SELECTED EXCERPT:
((
"My Happy Ending" is a song by Canadian singer-songwriter Avril Lavigne, written by herself and Butch Walker for her second studio album, Under My Skin (2004). Structurally, the song is written in 4/4 style and has a repeated hook in both the chorus and in the intro and outro.

"My Happy Ending" was released as the album's second single in June 2004, becoming a top-five hit in Canada, the Czech Republic, and the United Kingdom while reaching the top 10 in seven other countries, including the United States, where it peaked at number nine for four weeks. The Recording Industry Association of America (RIAA) certified the single gold in November 2004.

Critical reception
"My Happy Ending" has generally received favorable reviews from critics.  David Browne of Entertainment Weekly magazine commented "Lavigne herself sounds more burdened; ... the sk8erboi of the first album has turned out to be a selfish, nasty creep who ... treats her like crap". Allmusic highlighted the song as a "track pick" in a review of the album, Under My Skin. Blender also did the same. PopMatters thought "The second single, "My Happy Ending", suffers from a marked similarity to a few recent hits, notably Michelle Branch's "Everywhere" and Vanessa Carlton's "A Thousand Miles" (...) The ticklish good humor of "Sk8er Boi" has been subsumed by the sardonic regret of "My Happy Ending".

In an AOL Radio listener's poll, "My Happy Ending" was voted Lavigne's third best song.

, "My Happy Ending" had sold 1.2 million digital copies in the US.
))
GIVEN INFORMATION:
((
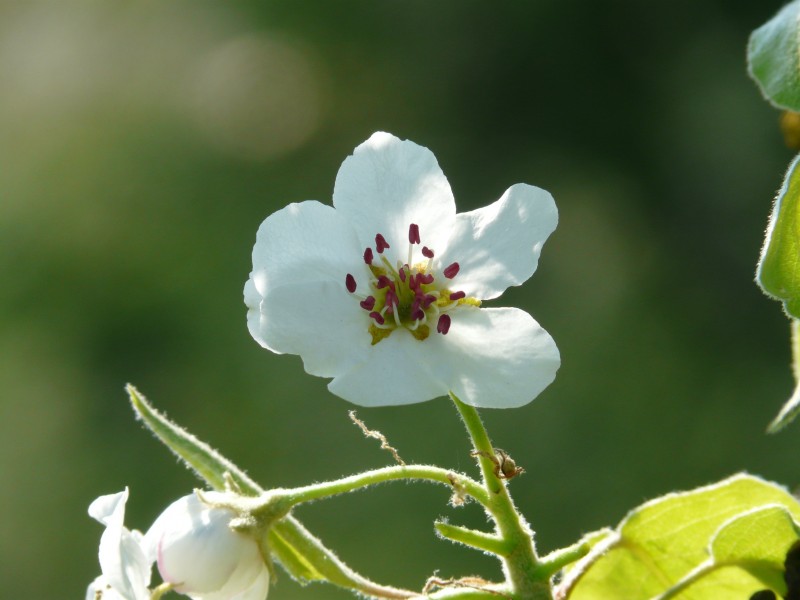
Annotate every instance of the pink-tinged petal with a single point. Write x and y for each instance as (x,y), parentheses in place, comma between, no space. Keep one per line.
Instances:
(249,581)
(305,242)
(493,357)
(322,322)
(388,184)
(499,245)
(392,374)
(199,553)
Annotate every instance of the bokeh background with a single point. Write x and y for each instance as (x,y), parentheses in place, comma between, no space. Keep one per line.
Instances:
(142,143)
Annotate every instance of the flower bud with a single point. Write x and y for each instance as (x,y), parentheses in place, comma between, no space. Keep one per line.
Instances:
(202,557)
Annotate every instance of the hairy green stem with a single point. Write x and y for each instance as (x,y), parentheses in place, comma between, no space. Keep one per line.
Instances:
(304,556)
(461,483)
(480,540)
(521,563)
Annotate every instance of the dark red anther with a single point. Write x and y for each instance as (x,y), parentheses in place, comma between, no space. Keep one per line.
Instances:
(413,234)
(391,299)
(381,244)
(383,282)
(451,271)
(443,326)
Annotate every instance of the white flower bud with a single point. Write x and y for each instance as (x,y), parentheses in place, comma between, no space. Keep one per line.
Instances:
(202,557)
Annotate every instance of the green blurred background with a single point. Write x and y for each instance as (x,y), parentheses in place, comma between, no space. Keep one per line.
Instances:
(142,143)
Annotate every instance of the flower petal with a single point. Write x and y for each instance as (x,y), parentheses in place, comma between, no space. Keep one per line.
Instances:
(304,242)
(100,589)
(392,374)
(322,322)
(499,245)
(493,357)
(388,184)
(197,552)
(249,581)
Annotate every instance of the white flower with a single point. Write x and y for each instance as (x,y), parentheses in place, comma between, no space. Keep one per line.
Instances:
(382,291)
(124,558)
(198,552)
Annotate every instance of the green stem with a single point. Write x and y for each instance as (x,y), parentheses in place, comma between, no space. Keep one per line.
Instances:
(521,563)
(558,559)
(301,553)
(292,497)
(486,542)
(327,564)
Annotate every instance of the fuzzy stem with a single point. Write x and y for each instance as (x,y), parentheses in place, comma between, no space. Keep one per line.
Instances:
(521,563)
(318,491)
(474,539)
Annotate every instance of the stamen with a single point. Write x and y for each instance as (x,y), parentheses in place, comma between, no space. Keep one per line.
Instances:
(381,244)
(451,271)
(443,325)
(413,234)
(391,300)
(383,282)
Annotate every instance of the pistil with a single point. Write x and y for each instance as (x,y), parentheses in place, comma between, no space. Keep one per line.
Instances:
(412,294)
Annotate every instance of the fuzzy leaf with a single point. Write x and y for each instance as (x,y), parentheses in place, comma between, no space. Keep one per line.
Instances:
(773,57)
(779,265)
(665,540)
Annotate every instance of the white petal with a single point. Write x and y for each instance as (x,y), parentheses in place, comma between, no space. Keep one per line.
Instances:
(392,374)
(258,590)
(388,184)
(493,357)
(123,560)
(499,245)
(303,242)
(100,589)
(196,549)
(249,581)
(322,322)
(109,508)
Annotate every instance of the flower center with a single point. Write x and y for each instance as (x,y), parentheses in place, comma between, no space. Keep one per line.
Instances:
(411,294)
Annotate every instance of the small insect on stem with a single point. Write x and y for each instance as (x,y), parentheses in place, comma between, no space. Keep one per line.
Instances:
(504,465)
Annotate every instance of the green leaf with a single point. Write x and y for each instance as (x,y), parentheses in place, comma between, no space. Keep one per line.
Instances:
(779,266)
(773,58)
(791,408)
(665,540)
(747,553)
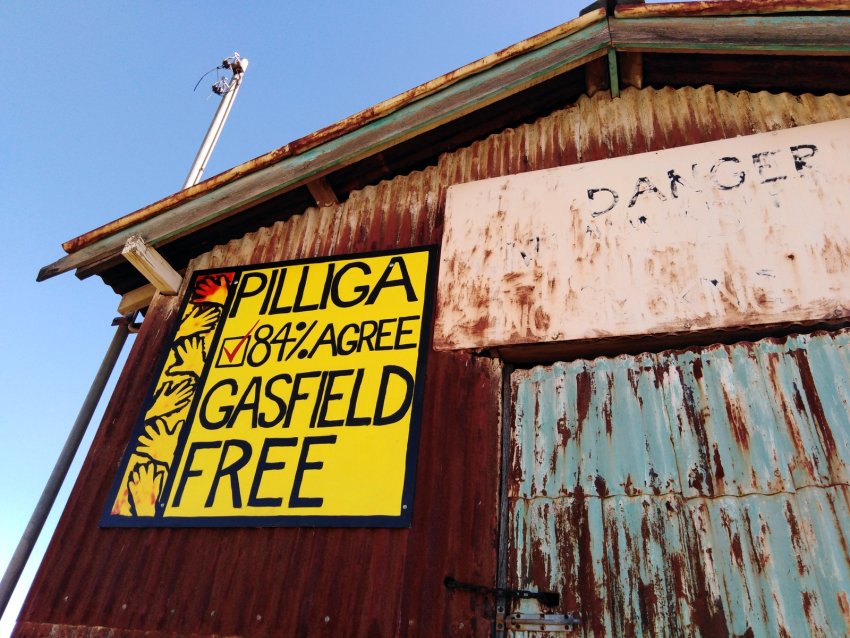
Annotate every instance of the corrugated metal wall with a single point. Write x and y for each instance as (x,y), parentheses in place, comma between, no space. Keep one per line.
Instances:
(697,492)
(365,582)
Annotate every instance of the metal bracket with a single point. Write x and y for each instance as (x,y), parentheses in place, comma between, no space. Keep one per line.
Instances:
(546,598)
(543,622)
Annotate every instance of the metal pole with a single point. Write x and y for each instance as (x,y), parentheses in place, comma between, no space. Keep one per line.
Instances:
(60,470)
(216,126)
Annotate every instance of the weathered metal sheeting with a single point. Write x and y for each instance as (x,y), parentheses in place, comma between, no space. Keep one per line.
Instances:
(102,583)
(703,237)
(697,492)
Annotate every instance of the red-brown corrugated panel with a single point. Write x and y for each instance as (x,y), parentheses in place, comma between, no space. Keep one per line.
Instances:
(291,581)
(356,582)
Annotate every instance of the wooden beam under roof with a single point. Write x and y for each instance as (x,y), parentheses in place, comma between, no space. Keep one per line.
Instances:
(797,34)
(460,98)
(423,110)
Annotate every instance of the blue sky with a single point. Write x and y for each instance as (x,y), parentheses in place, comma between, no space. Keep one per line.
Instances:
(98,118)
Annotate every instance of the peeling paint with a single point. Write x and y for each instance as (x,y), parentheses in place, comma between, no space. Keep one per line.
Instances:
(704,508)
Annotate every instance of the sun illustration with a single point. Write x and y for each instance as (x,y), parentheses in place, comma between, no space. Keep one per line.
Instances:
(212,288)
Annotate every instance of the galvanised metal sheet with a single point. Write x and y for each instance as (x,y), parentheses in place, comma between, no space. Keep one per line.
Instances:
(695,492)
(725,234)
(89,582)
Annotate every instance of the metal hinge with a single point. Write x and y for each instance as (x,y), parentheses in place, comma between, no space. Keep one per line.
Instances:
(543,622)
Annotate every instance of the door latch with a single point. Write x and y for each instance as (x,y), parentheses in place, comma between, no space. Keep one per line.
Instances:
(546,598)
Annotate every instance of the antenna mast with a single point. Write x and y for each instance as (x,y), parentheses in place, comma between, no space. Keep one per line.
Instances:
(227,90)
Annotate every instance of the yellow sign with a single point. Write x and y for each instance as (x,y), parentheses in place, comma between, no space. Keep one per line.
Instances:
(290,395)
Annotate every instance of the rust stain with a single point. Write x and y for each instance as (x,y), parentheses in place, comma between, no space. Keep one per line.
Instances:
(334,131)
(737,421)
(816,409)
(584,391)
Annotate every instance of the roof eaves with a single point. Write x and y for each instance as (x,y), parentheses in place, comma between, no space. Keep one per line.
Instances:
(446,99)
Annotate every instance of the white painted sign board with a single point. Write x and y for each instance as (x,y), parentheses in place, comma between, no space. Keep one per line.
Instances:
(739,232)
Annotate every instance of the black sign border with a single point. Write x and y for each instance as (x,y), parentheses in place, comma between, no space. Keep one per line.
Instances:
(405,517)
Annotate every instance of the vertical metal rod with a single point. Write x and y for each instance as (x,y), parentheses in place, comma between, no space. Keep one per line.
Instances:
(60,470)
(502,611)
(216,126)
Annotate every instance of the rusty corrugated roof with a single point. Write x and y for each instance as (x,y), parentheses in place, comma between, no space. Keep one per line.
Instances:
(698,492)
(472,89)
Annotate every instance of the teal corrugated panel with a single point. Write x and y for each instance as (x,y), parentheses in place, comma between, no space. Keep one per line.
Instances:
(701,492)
))
YOUR INSTRUCTIONS:
Repeat the passage from the song article from "Critical reception" up to and including "third best song.", exactly as it appears.

EXERCISE ANSWER:
Critical reception
"My Happy Ending" has generally received favorable reviews from critics.  David Browne of Entertainment Weekly magazine commented "Lavigne herself sounds more burdened; ... the sk8erboi of the first album has turned out to be a selfish, nasty creep who ... treats her like crap". Allmusic highlighted the song as a "track pick" in a review of the album, Under My Skin. Blender also did the same. PopMatters thought "The second single, "My Happy Ending", suffers from a marked similarity to a few recent hits, notably Michelle Branch's "Everywhere" and Vanessa Carlton's "A Thousand Miles" (...) The ticklish good humor of "Sk8er Boi" has been subsumed by the sardonic regret of "My Happy Ending".

In an AOL Radio listener's poll, "My Happy Ending" was voted Lavigne's third best song.